Excerpt provided:
------

How to create new Text-to-Speech cloud function (low-level instruction)

Serhii Dolhopolov 24 Jan 2025
Vladyslav Korchenko

Overview

This documentation describes how to create a Text-to-Speech module as a cloud function. While the example uses Google Cloud Functions, other cloud providers can be used. The cloud function acts as an adapter for a text-to-speech service (e.g., PlayHT) and implements a predefined interface to integrate with the Add-on Mart as a Text-to-Speech module.

Supported cloud functions

Supported cloud functions are: Oracle Cloud Functions, AWS Lambdas, Azure Functions, Google Cloud Functions

Oracle cloud function example

Oracle cloud function specific example

How to create Google Cloud Function

Google cloud function example

Google cloud function specific example

Authentication options for Google Cloud Function

Allow function to be triggered without authentication from specific IP addresses list.
- To implement IP-based access control you can utilize Google Cloud Armor in conjunction with an HTTP(S) Load Balancer.
Bearer Token Authentication.
- Deploy the function with the --no-allow-unauthenticated flag.
- Assign appropriate roles (e.g., Cloud Functions Invoker) to the service account.
- Generate a key and share it with the PortaOne team so that the dispatcher application can generate a Bearer Token.

------

Listing:
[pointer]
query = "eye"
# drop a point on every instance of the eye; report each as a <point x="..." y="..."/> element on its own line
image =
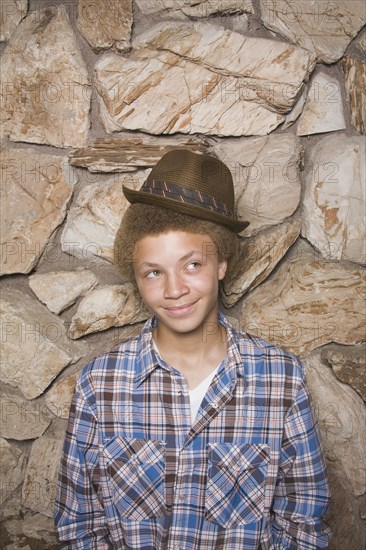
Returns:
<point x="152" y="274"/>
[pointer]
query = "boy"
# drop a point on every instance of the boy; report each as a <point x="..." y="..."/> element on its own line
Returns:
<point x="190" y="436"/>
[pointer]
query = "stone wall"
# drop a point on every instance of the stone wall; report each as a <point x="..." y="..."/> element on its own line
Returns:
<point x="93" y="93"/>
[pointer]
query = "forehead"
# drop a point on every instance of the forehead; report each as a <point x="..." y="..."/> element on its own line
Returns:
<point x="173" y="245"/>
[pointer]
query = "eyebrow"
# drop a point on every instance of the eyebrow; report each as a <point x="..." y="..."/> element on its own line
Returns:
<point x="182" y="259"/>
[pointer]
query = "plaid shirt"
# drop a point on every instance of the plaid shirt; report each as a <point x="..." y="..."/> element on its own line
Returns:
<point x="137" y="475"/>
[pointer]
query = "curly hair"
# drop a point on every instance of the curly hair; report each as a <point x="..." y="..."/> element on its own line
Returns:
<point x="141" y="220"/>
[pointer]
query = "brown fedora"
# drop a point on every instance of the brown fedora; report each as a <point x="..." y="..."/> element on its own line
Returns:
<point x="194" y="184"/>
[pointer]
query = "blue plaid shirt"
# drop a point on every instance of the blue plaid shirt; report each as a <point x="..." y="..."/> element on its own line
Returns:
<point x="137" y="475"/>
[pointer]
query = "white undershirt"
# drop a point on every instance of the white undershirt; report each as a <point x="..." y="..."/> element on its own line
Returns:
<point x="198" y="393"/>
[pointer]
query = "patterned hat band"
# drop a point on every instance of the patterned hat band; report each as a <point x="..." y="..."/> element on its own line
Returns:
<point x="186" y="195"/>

------

Exercise tasks:
[a] Using the Text-to-Speech cloud function guide, decide whether each statement agrees with it, answering yes or no and quoting the words that settle it: (i) the example in the guide uses Google Cloud Functions; (ii) AWS Lambdas are not among the supported cloud functions; (iii) for Bearer Token Authentication, the function is deployed with the --allow-unauthenticated flag.
[b] Locate each line in the entries that contains the string "blue", matching case, and copy those lines out in full.
The entries are unrelated to the text.

Answers by task:
[a]
(i) Yes: "While the example uses Google Cloud Functions, other cloud providers can be used."
(ii) No: "Supported cloud functions are: Oracle Cloud Functions, AWS Lambdas, Azure Functions, Google Cloud Functions"
(iii) No: "Deploy the function with the --no-allow-unauthenticated flag."

[b]
query = "blue plaid shirt"
# drop a point on every instance of the blue plaid shirt; report each as a <point x="..." y="..."/> element on its own line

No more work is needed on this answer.